Excerpted data:
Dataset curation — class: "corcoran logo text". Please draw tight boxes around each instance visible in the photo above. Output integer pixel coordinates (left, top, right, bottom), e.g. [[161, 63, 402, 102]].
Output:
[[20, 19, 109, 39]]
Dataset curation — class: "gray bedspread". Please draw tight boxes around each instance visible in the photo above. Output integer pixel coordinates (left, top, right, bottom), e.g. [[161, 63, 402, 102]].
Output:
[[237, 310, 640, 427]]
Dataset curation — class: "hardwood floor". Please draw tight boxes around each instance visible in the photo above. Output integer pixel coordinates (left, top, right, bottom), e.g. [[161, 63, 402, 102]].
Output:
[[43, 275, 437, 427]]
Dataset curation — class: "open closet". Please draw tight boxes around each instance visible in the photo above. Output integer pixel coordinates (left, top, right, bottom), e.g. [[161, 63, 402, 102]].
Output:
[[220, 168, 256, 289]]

What to work on: From the entries above, keep only the lines that contain the word "gray" and copy each one in full. Case counts, so match the word only with the same capitalization.

Right answer:
Dataset curation — class: "gray bedspread". Please draw tight boxes around each instance visible in the photo above. Output integer pixel coordinates (left, top, right, bottom), e.g. [[161, 63, 402, 102]].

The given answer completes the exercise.